##### Selected text

By Raina Lazarova
Q: At the end of September, the IMF downgraded its growth forecast for the Bulgarian economy to 2.5% for 2011 and 3.0% for 2012. What do you think about this revision?
A: Reality once again proved there is more to it than forecasts. The developments in other countries, especially the mounting fears about the fate of Greece and its eurozone membership, have raised concerns across global markets and have taken their toll on the pace of growth.
The IMF’s revised forecast seems logical but everything depends on the events affecting the countries that surround Bulgaria. It is not possible to say that if Greece eventually defaults on its debt, which will most probably happen, it will not affect in any way the Bulgarian economy. We cannot predict the exact impact it will have, but it will certainly affect us.
Q: What are the measures that CEIBG has included in the new package of proposals it has prepared for the government in its role as an employers’ organisation?
A: CEIBG is proposing measures and ideas stemming from the practical experience of our members. The state does not have to pay anything for them.
We are only drawing the attention of the administration to some serious problems, which we can tackle together and achieve a better result. The package includes measures against the shadow economy and unfair business practices. However, in the meantime, it is not a bad idea to encourage those that play by the rules.
The government once had an idea, which never came to life, about a register of good taxpayers who would get VIP treatment.

##########
##### Record excerpts

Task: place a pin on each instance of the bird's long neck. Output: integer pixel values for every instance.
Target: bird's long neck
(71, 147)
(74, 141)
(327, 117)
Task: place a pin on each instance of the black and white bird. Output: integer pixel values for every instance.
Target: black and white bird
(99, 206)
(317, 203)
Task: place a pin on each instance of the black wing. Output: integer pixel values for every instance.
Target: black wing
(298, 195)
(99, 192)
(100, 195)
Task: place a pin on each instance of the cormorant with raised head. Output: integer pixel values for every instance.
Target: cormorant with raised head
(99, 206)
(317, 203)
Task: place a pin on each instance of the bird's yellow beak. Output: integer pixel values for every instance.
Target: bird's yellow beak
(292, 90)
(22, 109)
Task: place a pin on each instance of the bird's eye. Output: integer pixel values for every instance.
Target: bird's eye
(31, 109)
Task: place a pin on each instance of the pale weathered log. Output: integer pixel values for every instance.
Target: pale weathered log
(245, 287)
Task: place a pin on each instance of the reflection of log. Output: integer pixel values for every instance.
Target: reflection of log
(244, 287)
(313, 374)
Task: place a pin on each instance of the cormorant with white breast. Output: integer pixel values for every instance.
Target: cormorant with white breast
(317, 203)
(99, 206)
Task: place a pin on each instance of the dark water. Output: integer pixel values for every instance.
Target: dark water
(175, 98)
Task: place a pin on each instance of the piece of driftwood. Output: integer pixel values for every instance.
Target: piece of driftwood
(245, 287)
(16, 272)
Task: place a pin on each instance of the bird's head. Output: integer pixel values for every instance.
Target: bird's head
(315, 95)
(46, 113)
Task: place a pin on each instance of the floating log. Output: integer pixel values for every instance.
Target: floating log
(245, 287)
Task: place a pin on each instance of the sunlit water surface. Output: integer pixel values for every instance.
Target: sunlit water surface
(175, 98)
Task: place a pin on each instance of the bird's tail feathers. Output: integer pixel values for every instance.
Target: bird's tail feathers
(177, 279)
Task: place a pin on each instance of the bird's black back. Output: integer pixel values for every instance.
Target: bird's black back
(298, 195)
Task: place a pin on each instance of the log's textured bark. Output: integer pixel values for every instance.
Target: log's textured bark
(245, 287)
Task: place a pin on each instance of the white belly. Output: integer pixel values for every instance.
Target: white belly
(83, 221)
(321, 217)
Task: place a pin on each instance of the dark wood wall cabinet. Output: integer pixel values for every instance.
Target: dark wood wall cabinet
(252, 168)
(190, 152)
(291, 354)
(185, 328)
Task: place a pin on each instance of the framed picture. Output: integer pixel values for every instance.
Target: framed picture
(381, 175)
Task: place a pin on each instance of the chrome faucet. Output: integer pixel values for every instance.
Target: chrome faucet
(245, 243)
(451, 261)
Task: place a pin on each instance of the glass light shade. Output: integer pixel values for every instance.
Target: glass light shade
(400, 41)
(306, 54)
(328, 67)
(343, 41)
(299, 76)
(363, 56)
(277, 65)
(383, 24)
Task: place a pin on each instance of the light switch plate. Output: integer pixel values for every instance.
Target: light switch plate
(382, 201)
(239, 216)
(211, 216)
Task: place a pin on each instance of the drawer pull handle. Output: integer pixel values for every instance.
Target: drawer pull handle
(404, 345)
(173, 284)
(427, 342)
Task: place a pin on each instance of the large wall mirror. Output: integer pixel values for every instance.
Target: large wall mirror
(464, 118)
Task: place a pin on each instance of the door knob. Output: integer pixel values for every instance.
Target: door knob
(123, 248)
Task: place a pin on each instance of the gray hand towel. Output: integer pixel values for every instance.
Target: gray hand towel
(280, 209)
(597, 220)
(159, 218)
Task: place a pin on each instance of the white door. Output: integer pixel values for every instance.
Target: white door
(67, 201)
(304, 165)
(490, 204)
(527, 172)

##########

▶ Assignment A
Which numbers appear in the interview on the Bulgarian economy? List every one of them.
▶ Assignment B
Write the next part of the interview on the Bulgarian economy, picking up after its last sentence.

▶ Your response A
2.5%, 2011, 3.0%, 2012

▶ Your response B
Other measures include increased control over suspicious sectors, where industry officials themselves warn that there is a possibility of non-compliance with the laws of the country, which might include concealing economic data or underreporting income in a bid to avoid paying insurance contributions. These are the two mechanisms that generate resources for the flourishing of unfair competition, which all our members oppose.
This package of measures is an open system, which I hope will be extended with the help of individual industries that have their CEIBG representatives.
This actually covers all industries of the Bulgarian economy. After that we will discuss the measures with the Ministry of Finance and the National Revenue Agency so that we can see which of them are workable and also easy to implement.
An example of a measure we can consider successful so far is linking up in real-time the local filling stations and pharmacies with the system of the National Revenue Agency. We knew it would create severe backlash. Some were forecasting company bankruptcies but it became obvious that it was all just a lot of noise made in an attempt to postpone these measures.
Q: What is your comment on the state of foreign direct investment in Bulgaria?
A: The decline in foreign direct investment is a trend across Europe.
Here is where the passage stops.